— start Stored records —
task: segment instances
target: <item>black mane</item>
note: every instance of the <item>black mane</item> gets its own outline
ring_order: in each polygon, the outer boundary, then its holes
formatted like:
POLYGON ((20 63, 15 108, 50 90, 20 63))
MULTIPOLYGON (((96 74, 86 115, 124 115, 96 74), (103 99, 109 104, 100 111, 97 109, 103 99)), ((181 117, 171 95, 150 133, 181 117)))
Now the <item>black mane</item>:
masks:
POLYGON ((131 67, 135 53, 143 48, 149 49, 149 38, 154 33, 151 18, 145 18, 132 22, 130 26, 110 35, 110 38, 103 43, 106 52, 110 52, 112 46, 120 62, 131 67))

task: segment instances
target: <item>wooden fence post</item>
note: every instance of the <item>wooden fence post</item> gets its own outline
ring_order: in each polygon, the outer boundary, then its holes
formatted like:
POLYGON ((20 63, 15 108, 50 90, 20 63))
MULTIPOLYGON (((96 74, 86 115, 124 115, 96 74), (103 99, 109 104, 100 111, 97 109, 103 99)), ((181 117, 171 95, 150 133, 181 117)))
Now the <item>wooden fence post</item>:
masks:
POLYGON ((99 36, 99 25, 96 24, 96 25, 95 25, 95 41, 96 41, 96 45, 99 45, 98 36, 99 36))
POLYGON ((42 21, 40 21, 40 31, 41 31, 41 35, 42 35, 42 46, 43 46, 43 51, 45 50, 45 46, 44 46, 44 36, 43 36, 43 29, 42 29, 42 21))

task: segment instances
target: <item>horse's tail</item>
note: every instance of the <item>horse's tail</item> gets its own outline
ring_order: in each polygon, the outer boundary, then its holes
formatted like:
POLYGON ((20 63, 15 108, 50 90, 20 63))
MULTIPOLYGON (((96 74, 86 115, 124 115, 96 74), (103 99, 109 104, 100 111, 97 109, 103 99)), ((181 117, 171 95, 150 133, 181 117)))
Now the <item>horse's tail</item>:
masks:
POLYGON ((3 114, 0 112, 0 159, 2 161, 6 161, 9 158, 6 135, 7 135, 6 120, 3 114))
— end Stored records —
- Exercise directions:
Exactly as written, please output every entry.

- Task response:
task: segment instances
target: <item>black mane</item>
note: every instance of the <item>black mane</item> gets its own outline
ring_order: in each polygon, the outer boundary, then its holes
formatted like:
POLYGON ((20 63, 15 108, 50 90, 20 63))
MULTIPOLYGON (((96 74, 86 115, 124 115, 96 74), (103 99, 109 104, 100 111, 97 109, 103 99)), ((181 117, 171 95, 150 133, 181 117)))
Now the <item>black mane</item>:
masks:
POLYGON ((131 67, 135 53, 143 48, 149 49, 149 38, 154 33, 151 18, 145 18, 132 22, 130 26, 110 35, 110 38, 103 43, 106 52, 110 52, 112 46, 120 62, 131 67))

task: segment instances
target: <item>wooden fence post</item>
note: every instance of the <item>wooden fence post</item> gets its own outline
ring_order: in each polygon, the outer boundary, then its holes
formatted like:
POLYGON ((20 63, 15 108, 50 90, 20 63))
MULTIPOLYGON (((96 74, 86 115, 124 115, 96 74), (103 99, 109 104, 100 111, 97 109, 103 99)), ((181 117, 171 95, 150 133, 181 117)))
Now the <item>wooden fence post</item>:
masks:
POLYGON ((99 36, 99 25, 96 24, 96 25, 95 25, 95 41, 96 41, 96 45, 99 45, 98 36, 99 36))
POLYGON ((42 21, 40 21, 40 31, 41 31, 41 35, 42 35, 42 46, 43 46, 43 51, 45 50, 45 46, 44 46, 44 36, 43 36, 43 29, 42 29, 42 21))

task: segment instances
target: <item>horse's tail</item>
note: every instance of the <item>horse's tail</item> gets its own outline
ring_order: in each polygon, the outer boundary, then its holes
formatted like:
POLYGON ((20 63, 15 108, 50 90, 20 63))
MULTIPOLYGON (((96 74, 86 115, 124 115, 96 74), (103 99, 109 104, 100 111, 97 109, 103 99)), ((181 117, 171 95, 150 133, 181 117)))
Now the <item>horse's tail</item>:
masks:
POLYGON ((3 114, 0 112, 0 159, 2 161, 6 161, 9 158, 6 135, 7 135, 6 120, 3 114))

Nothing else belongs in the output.